Extracted text:
:::::

Before CANBY, FERNANDEZ and T.G. NELSON, Circuit Judges.


Reginald Turner and the Reginald Turner Management Group (collectively "Turner") appeal the district court's order confirming an arbitration award in favor of Bernard Thompson in the amount of $219,138.36 and denying Turner's motion to vacate the award. We have jurisdiction under 28 U.S.C. § 1291, and affirm.

* Subject Matter Jurisdiction

Turner contends that the district court did not have subject matter jurisdiction because the amount in controversy was below $50,000.00. This contention lacks merit.

The existence of subject matter jurisdiction is a question of law reviewed de novo. Kruso v. International Tel & Tel Co., 872 F.2d at 1416, 1421 (9th Cir. 1989). "District courts ... have original jurisdiction of all civil actions arising under the Constitution, laws, or treaties of the United States." 28 U.S.C. § 1331. Additionally, district courts have jurisdiction in civil actions where there is diversity of citizenship and the amount in controversy exceeds $50,000. 28 U.S.C. § 1332(a). The sum claimed by the plaintiff in his or her complaint normally controls the amount in controversy. Pachinger v. MGM Grand Hotel-Las Vegas, Inc., 802 F.2d 362, 363 (9th Cir. 1986).

:::::

Written exercise A: From the court opinion, extract the stretch from "Before CANBY, FERNANDEZ" through "1291, and affirm.".
Written exercise B: According to the court opinion, what was the amount of the arbitration award in favor of Bernard Thompson?
Written exercise C: Give what follows the last sentence of the court opinion.

Records from an annotation dataset
:::::

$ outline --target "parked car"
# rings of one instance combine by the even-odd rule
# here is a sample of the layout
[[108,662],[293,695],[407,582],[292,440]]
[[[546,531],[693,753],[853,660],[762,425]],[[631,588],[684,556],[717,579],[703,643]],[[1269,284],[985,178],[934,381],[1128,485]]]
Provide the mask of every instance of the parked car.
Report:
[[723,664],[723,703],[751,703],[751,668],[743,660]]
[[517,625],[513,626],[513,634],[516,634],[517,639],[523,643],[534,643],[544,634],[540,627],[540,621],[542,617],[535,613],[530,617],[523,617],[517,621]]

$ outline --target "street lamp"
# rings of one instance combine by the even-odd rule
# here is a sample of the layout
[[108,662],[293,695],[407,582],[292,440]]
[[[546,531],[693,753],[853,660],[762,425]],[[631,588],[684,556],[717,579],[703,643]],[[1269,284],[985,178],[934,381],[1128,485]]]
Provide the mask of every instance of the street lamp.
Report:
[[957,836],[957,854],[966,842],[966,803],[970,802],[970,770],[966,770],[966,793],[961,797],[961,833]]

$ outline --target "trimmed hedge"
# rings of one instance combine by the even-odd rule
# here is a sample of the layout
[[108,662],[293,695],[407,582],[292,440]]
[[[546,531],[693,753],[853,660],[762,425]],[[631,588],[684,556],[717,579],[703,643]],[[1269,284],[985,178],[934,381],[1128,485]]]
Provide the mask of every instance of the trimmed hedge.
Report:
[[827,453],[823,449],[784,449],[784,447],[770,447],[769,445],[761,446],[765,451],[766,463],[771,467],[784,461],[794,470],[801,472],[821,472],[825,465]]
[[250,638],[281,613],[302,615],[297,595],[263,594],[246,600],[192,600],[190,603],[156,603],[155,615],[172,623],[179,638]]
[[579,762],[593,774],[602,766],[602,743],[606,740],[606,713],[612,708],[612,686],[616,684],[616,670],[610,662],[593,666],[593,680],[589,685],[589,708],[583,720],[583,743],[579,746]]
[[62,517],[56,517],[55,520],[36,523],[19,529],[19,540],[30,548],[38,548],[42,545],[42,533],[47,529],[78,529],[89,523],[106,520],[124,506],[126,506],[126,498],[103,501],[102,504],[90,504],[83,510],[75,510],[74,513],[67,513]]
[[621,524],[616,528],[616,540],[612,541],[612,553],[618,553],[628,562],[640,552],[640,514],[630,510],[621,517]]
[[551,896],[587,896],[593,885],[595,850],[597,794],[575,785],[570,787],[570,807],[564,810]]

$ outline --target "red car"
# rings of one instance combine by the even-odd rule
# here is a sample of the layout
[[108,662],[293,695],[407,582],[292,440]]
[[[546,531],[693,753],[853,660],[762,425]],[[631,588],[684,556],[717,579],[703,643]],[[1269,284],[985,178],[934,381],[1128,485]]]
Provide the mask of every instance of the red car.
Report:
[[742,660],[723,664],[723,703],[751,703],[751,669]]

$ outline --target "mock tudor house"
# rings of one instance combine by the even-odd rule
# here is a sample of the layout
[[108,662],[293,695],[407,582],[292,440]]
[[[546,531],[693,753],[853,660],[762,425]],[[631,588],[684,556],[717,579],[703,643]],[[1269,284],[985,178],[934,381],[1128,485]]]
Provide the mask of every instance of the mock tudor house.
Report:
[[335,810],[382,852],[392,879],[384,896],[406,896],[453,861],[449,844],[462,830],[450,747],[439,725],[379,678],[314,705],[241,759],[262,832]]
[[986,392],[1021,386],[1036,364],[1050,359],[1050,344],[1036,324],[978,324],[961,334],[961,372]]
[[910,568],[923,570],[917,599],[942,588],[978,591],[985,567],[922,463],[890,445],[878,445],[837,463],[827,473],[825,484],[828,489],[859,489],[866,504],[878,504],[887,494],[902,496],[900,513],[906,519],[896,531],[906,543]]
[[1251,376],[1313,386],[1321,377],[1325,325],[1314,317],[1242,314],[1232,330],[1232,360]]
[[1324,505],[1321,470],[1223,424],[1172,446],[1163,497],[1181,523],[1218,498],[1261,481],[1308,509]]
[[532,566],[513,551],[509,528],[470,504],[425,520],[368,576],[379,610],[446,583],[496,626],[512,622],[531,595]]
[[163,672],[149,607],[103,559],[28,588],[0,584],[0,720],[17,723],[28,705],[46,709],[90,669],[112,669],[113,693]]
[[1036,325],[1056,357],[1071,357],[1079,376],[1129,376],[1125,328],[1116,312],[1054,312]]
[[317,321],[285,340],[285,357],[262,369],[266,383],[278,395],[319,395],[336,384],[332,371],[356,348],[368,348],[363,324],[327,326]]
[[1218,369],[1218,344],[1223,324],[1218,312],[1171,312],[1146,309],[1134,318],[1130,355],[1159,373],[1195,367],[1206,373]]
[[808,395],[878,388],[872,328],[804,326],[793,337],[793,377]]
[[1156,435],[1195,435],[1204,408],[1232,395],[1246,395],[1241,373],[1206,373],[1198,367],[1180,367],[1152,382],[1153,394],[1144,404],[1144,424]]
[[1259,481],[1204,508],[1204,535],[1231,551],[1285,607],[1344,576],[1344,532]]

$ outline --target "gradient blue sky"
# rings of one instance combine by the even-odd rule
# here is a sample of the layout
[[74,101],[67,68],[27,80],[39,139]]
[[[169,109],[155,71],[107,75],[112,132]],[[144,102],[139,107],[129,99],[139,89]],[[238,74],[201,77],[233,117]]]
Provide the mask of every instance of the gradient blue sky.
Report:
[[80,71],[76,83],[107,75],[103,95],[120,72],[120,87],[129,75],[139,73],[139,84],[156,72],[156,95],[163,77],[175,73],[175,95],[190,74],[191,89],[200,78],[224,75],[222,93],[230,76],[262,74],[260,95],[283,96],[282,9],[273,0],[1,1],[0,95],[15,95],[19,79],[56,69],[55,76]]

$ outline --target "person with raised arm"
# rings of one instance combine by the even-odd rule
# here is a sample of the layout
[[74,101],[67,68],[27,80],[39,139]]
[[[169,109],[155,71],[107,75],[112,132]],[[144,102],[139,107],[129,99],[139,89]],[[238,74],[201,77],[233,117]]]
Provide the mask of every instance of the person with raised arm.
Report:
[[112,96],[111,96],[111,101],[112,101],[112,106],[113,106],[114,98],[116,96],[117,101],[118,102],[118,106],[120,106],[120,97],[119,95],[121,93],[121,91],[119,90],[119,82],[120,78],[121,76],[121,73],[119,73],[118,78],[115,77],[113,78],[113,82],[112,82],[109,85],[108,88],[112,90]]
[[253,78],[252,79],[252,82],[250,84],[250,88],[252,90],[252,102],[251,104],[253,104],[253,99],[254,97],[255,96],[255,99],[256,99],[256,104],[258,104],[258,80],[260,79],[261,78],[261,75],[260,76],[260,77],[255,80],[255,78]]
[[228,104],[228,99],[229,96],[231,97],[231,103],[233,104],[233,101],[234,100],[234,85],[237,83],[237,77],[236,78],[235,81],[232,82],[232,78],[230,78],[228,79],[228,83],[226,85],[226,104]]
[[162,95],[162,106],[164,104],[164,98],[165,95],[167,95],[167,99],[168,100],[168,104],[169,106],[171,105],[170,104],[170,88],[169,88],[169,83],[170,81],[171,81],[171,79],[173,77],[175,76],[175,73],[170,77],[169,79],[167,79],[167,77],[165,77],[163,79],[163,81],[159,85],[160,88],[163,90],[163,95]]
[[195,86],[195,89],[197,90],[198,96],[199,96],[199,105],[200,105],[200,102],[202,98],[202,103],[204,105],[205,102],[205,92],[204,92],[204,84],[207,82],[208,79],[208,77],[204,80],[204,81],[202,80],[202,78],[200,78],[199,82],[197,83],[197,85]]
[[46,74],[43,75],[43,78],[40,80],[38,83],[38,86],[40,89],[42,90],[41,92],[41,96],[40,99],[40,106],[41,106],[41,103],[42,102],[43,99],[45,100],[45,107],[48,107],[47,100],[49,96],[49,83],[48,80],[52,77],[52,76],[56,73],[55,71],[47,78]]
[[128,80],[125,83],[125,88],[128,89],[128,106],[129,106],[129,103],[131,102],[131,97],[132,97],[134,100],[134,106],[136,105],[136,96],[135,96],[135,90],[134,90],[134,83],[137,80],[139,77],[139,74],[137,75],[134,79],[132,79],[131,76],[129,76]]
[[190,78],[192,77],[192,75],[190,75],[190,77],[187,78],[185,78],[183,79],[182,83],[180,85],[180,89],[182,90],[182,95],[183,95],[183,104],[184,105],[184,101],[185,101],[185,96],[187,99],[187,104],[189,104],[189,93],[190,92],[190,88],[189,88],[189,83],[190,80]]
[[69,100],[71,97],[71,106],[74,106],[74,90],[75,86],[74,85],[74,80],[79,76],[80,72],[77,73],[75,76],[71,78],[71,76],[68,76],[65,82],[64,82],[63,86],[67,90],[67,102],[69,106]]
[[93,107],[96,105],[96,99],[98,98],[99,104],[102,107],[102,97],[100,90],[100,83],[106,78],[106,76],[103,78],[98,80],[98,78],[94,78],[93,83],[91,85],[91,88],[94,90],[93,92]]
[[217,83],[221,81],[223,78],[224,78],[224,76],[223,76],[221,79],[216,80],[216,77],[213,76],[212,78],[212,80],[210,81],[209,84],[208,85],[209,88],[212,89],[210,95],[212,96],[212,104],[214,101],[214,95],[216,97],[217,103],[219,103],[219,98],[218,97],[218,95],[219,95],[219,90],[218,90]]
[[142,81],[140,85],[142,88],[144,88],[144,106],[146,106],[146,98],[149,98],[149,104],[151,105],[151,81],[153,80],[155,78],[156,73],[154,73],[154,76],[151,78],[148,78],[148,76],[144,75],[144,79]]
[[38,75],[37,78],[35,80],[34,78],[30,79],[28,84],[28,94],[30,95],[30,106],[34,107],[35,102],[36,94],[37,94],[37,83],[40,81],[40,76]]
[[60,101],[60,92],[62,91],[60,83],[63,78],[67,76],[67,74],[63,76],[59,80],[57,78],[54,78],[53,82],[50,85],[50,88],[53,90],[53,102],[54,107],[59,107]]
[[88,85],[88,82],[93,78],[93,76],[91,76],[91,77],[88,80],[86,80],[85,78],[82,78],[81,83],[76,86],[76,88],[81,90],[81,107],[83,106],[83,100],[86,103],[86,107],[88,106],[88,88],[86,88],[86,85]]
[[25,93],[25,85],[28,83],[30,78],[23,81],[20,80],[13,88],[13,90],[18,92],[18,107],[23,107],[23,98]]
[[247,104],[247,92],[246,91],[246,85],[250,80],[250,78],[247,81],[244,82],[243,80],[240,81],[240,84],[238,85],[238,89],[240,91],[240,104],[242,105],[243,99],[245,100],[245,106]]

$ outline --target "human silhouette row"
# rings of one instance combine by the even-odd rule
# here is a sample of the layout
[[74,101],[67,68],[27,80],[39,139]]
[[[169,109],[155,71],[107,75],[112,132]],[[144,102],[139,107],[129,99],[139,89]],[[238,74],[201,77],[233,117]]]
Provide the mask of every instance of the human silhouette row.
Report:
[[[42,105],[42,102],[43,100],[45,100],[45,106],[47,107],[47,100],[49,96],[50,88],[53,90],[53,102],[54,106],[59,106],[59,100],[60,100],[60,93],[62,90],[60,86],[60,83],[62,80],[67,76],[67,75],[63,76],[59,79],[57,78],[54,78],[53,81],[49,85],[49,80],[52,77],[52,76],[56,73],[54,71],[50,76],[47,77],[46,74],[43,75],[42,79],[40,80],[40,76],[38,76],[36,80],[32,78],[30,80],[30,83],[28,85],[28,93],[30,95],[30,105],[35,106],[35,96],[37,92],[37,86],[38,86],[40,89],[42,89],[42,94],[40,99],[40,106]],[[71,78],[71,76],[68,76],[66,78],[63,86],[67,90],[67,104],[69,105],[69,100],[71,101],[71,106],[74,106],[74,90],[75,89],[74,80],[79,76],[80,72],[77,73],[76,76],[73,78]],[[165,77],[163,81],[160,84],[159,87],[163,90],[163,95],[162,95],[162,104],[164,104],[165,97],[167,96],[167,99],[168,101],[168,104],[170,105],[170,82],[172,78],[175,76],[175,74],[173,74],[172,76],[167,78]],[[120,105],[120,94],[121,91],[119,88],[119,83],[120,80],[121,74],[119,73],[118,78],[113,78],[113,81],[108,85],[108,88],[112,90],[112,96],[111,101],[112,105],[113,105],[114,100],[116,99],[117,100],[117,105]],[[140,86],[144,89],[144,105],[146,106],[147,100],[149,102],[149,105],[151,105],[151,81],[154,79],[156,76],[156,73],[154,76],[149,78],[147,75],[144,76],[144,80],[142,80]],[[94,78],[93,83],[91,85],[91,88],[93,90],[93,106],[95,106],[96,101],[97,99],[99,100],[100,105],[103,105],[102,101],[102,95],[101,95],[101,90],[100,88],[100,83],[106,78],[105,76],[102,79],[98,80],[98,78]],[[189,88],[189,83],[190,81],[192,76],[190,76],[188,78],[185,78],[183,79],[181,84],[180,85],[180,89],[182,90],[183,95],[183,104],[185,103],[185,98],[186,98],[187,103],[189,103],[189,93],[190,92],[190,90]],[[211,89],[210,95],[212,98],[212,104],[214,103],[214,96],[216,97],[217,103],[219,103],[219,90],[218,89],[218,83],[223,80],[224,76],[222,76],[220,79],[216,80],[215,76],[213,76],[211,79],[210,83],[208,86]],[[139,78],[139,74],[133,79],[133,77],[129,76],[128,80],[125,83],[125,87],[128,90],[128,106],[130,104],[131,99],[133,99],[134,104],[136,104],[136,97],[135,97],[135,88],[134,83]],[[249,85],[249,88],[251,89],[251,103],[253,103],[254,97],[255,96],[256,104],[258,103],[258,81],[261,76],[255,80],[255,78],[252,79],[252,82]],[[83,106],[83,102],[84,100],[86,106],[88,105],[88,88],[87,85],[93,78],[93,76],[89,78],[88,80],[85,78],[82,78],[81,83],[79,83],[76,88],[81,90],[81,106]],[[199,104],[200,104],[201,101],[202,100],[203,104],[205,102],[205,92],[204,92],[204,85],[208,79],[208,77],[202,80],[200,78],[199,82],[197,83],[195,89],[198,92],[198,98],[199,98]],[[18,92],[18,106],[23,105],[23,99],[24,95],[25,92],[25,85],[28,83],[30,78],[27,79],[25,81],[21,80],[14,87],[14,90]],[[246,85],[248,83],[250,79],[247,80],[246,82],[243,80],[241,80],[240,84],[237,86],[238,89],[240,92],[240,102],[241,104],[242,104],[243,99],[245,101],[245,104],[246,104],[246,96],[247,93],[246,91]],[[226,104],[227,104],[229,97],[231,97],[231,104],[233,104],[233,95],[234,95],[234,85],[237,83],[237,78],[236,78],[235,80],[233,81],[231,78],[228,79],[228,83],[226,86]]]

:::::

Response A:
Before CANBY, FERNANDEZ and T.G. NELSON, Circuit Judges.


Reginald Turner and the Reginald Turner Management Group (collectively "Turner") appeal the district court's order confirming an arbitration award in favor of Bernard Thompson in the amount of $219,138.36 and denying Turner's motion to vacate the award. We have jurisdiction under 28 U.S.C. § 1291, and affirm.

Response B: $219,138.36

Response C:
Here, the record discloses that subject matter jurisdiction based on diversity was proper because there is complete diversity among the parties, the initial amount agreed upon was over $50,000, and the amount of the final judgment is $219,138.36. See Pachinger, 802 F.2d at 363. Accordingly the district court did not err by maintaining subject matter jurisdiction in this action. See id.


Personal Jurisdiction

Turner contends that the district court lacks personal jurisdiction over him because he is not a proper party to this action. We decline to consider legal issues not raised or ruled upon in the district court. See Benny v. Pipes, 799 F.2d 489, 492 (9th Cir. 1986). Examples include those matters that can be urged by way of a Rule 12 motion that are waived unless made with the answer. See e.g., Fed. R. Civ. P. 12(h) (1); Benny, 799 F.2d 489, 492 (a general appearance or responsive pleading by a defendant that fails to dispute personal jurisdiction will waive any defect in service or personal jurisdiction), amended on other grounds, 807 F.2d 1514 (9th Cir.), cert. denied, 484 U.S. 870 (1987). Because Turner did not present this issue to the district court, we decline to consider this issue on appeal. See id.


Timeliness of Motion To Vacate Arbitration Award

Turner contends that even though his motion to vacate the arbitration award was untimely, justice requires his arguments to be heard. This contention lacks merit.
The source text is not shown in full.